OBJECTIF A.
D'après le texte sur les esclaves oubliés de Tromelin, combien de marins forment l'équipage de l'Utile ?
OBJECTIF B.
Pour chacune des affirmations suivantes, dites si elle s'accorde avec le texte sur les esclaves oubliés de Tromelin, en citant les mots qui le prouvent : (i) l'Utile a été construit à Bayonne ; (ii) le capitaine avait reçu l'autorisation d'embarquer des esclaves ; (iii) les naufragés ont tenté de survivre sur l'îlot pendant quinze ans.
OBJECTIF C.
Poursuivez le récit sur les esclaves oubliés de Tromelin à partir de l'endroit où il s'arrête.

Abandonnés sur une île déserte Les esclaves oubliés de Tromelin

Pendant quinze longues années, entre 1761 et 1776, des esclaves malgaches, naufragés sur un îlot désert, totalement inhospitalier et perdu au beau milieu de l’océan Indien, tentent de s’organiser pour survivre. Les conditions dans lesquelles ils ont trouvé les ressources et la force vitale pour tenir dans un contexte de dénuement extrême continuent d’interroger spécialistes et archéologues…

En novembre 1760, la flûte l’Utile, un navire de la Compagnie française des Indes orientales construit et armé à Bayonne, appareille pour l’île de France – actuelle île Maurice. Parvenus à destination, le capitaine, Jean de La Fargue, et ses hommes – 142 marins – décident de se rendre à Foulepointe, au nord-est de Madagascar afin d’y acheter des vivres, mais aussi, comme c’est alors d’usage, y embarquer des esclaves. En pleine guerre de Sept ans, alors que l’île de France est dans la crainte d’un éventuel blocus britannique qui l’obligerait à restreindre le nombre de bouches à nourrir, interdiction est cependant faite à de La Fargue de procéder à une telle démarche. Enfreignant les ordres, le capitaine de l’Utile décide pourtant de parquer à fond de cale quelque 160 Malgaches et de lever l’ancre en direction de l’île de Rodrigues d’où il espère pouvoir acheminer sa cargaison clandestinement par petits groupes vers l’île de France.

Lignes d'un jeu de données d'annotation par boîtes
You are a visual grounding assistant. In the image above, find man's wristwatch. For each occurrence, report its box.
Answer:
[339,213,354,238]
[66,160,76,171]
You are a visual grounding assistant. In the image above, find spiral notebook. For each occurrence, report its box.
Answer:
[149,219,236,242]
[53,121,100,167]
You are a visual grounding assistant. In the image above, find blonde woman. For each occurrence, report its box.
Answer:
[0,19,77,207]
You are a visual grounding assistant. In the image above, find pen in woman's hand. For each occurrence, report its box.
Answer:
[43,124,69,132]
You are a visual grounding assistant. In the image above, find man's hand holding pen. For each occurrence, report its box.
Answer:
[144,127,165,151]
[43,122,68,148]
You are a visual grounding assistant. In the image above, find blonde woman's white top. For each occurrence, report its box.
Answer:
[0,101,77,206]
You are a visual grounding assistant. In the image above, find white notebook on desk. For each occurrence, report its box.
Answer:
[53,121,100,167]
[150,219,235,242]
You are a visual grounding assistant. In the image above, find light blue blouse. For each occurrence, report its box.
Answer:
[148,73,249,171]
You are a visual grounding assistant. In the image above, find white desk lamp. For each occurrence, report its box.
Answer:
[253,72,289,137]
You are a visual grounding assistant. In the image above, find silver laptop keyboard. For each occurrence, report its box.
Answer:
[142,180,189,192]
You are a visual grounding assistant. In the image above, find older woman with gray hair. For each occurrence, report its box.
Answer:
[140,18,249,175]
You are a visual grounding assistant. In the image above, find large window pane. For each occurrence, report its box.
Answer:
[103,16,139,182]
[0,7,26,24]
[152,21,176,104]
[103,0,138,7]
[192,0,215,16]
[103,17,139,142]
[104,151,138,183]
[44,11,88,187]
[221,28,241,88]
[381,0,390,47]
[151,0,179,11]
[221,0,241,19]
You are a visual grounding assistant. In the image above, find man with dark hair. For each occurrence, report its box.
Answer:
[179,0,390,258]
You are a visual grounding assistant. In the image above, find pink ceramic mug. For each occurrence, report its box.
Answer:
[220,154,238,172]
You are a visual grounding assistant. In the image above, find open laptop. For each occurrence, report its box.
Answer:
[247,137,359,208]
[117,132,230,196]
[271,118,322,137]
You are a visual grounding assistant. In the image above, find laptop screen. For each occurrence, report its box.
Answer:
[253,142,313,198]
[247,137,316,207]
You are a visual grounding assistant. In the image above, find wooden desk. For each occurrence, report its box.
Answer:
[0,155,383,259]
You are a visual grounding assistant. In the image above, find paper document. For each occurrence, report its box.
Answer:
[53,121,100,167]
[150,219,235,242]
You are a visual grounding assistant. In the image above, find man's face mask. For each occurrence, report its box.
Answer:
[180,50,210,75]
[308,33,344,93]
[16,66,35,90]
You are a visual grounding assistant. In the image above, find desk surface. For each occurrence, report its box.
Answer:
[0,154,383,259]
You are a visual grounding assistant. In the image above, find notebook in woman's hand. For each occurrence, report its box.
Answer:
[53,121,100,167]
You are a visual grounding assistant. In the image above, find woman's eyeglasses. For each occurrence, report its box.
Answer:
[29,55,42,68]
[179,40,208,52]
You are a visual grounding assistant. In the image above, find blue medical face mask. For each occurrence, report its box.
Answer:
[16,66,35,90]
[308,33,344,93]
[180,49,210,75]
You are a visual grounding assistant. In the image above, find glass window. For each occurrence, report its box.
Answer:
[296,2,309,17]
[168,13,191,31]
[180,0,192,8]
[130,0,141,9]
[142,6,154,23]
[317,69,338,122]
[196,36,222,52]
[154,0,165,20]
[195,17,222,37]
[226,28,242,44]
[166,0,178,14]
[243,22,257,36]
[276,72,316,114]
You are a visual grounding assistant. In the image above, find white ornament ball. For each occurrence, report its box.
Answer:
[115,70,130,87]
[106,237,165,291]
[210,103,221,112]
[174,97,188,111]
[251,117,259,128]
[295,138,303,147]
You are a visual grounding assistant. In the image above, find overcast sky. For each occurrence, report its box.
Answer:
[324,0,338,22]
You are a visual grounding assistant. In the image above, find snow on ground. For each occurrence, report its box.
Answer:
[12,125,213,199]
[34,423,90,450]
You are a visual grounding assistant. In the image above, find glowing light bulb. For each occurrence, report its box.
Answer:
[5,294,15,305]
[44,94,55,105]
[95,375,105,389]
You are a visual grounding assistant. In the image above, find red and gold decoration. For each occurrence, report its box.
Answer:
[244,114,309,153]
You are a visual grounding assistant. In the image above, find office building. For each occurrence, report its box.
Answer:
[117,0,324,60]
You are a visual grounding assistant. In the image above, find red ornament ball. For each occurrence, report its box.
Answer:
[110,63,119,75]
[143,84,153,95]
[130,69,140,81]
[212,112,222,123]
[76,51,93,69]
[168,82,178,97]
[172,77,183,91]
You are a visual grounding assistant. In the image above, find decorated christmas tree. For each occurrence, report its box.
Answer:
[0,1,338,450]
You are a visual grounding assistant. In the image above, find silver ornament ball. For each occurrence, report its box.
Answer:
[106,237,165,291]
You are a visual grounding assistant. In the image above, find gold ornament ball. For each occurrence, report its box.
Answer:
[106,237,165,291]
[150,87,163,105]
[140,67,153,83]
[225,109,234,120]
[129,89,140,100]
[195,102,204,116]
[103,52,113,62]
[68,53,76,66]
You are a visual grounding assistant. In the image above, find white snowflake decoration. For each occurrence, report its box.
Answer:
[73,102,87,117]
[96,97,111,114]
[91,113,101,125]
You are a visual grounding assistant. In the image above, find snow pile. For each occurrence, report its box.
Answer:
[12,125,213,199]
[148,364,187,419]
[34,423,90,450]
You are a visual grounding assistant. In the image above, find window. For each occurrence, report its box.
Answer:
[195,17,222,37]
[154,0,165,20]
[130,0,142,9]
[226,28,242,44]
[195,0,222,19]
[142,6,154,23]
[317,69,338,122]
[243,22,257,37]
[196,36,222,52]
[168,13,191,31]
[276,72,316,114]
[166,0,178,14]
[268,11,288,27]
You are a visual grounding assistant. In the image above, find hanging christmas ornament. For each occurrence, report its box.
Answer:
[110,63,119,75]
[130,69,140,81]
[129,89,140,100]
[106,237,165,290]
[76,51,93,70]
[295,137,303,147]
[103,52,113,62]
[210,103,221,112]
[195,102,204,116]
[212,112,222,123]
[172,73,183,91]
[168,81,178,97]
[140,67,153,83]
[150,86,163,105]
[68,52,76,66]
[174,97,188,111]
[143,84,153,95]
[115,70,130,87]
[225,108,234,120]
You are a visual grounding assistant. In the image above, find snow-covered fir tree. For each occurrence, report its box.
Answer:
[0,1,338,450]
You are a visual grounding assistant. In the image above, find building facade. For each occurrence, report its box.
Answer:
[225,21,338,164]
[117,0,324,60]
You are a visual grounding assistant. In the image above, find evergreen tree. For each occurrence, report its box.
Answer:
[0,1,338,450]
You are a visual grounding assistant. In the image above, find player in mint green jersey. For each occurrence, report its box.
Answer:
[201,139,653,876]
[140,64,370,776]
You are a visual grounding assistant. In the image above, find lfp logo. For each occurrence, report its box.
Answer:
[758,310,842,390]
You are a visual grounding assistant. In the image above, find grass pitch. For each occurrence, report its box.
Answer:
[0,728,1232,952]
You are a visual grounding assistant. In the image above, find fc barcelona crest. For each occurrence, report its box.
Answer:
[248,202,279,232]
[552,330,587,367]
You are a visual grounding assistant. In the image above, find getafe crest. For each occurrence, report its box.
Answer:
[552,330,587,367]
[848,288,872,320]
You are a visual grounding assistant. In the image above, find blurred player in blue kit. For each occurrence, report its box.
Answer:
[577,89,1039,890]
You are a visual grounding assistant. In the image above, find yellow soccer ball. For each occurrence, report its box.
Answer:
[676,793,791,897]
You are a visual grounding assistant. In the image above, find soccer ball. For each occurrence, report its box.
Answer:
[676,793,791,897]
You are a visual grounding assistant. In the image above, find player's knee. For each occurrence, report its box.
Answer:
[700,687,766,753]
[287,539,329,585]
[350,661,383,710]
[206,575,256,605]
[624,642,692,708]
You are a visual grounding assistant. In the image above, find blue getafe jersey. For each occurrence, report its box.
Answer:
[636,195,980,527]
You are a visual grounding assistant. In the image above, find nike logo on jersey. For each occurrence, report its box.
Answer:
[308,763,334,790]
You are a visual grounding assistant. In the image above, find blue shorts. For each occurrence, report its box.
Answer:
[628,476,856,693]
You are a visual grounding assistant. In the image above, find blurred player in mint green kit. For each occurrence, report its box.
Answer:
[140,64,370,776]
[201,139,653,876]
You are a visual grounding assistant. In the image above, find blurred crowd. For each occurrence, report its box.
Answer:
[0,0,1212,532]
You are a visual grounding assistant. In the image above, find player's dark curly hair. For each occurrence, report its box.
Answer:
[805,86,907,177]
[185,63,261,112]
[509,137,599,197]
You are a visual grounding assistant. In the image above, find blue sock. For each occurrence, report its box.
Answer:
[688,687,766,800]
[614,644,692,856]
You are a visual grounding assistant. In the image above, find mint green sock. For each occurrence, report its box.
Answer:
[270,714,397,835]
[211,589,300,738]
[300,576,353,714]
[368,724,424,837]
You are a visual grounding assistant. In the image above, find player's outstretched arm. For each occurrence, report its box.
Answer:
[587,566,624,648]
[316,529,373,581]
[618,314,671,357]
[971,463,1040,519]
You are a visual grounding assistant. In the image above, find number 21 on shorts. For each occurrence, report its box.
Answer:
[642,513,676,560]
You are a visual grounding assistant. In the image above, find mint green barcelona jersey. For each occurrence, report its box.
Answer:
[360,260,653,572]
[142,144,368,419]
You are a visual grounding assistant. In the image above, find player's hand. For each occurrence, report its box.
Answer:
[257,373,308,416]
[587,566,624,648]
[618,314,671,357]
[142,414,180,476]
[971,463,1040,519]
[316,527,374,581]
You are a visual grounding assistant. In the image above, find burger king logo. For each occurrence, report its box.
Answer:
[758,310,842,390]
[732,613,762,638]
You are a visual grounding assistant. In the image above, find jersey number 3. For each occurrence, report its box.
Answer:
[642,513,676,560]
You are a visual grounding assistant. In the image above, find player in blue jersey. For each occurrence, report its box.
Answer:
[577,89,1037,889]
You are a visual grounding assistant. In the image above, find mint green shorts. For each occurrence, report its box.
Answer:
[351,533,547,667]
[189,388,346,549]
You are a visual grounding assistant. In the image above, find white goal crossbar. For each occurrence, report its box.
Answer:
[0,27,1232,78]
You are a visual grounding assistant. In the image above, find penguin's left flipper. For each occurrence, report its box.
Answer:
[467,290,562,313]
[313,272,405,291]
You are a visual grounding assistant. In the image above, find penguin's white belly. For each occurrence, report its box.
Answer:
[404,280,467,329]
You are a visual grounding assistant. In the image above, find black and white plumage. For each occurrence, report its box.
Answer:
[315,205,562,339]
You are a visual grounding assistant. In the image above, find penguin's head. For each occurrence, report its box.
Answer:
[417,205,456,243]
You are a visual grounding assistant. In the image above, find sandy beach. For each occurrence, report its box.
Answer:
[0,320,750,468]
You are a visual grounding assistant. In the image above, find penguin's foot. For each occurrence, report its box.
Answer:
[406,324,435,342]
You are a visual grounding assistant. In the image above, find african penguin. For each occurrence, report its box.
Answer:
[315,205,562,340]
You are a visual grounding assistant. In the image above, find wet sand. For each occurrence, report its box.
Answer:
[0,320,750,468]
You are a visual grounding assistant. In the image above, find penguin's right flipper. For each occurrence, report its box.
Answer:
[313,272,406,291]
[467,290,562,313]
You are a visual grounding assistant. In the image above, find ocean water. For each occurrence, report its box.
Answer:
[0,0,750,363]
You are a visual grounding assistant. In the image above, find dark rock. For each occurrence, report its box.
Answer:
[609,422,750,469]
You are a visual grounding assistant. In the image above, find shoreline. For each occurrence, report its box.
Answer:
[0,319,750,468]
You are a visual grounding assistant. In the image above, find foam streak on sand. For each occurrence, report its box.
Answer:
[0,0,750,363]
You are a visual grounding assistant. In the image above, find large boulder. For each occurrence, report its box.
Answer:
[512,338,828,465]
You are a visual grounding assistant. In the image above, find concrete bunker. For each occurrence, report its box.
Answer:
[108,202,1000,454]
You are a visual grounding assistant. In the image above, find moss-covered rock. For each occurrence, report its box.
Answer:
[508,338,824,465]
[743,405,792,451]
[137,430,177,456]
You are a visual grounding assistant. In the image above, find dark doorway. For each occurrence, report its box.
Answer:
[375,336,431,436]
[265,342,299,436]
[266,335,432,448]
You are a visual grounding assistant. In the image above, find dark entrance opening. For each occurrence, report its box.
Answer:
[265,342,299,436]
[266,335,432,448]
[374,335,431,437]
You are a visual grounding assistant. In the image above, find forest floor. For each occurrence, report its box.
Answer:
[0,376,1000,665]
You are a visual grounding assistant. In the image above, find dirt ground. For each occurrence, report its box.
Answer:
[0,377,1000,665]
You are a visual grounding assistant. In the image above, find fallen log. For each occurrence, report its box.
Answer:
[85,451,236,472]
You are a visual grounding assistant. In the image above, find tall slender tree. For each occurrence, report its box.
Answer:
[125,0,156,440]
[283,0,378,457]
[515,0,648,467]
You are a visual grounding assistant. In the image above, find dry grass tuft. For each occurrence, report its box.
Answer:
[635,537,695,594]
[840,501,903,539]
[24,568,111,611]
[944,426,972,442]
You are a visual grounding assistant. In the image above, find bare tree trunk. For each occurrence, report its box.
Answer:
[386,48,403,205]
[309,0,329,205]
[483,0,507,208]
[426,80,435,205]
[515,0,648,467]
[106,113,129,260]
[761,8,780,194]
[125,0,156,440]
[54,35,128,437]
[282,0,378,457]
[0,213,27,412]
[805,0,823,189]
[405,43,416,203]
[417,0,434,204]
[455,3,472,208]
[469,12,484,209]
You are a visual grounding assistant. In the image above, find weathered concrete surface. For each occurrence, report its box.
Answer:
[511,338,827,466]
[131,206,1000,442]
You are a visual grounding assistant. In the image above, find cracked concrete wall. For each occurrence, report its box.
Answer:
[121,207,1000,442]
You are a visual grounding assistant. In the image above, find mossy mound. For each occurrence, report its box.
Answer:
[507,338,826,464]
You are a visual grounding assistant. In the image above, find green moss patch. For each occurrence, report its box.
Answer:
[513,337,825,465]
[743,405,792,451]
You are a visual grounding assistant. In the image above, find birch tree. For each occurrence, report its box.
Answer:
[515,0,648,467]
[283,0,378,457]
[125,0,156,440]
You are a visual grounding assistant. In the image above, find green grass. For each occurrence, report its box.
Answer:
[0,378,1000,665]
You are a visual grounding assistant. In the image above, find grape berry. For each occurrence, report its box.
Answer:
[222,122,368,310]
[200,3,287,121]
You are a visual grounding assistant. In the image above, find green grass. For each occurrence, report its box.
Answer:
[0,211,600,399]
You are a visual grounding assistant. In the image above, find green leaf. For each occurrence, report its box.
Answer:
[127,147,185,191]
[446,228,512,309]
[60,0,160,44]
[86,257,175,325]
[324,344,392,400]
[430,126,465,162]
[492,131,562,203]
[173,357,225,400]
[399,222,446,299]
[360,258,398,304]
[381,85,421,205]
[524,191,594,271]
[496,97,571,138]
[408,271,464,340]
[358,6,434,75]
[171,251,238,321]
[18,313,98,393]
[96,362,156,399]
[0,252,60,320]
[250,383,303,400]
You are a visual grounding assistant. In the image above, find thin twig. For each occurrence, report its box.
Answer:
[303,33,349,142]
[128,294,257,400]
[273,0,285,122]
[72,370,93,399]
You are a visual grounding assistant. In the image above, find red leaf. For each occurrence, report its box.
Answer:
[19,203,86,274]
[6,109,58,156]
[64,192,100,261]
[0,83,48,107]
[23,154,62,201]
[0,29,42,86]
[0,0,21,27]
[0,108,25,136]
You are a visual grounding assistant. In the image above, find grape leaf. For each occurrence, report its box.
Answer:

RÉSULTAT A.
L'équipage de l'Utile compte 142 marins.

RÉSULTAT B.
(i) Oui : « construit et armé à Bayonne ».
(ii) Non : « interdiction est cependant faite à de La Fargue de procéder à une telle démarche ».
(iii) Oui : « Pendant quinze longues années, entre 1761 et 1776 ».

RÉSULTAT C.
Un environnement hostile

Naviguant de nuit par mesure de discrétion, le bâtiment file vers l’est lorsque le 31 juillet 1761, vers 22 h 30, à la suite d’une erreur de navigation, il s’échoue sur un récif affleurant à l’ouest d’un minuscule îlot connu depuis 1722 sous le nom d’île de Sable. Celle-ci se présente comme un simple banc de corail ovoïde de seulement 1 750 mètres de long par 700 de large qui s’est développé sur un haut-fond volcanique. Isolée géographiquement de toute terre, elle est située à 470 kilomètres à l’est de Madagascar et à 560 kilomètres au nord de l’île Bourbon (actuelle île de La Réunion). Au nord, des dunes de sable blanc surplombent un littoral couvert d’une flore grasse tandis qu’au sud des blocs de corail s’amoncellent, arrachés par la houle au récif. Cette dernière, venue du sud, donne naissance à des vagues d’une force colossale et rend difficile tout abordage. Le régime des vents est ainsi défavorable une bonne partie de l’année, à l’exception de la période cyclonique (de décembre à avril) qui n’est cependant guère plus propice dans la mesure où l’île se situe sur la trajectoire de la majorité des cyclones qui traversent l’océan Indien. À l’intérieur de l’île, il n’existe aucune source d’eau douce et seules subsistent des traces d’humidité semblables à de petits marécages asséchés.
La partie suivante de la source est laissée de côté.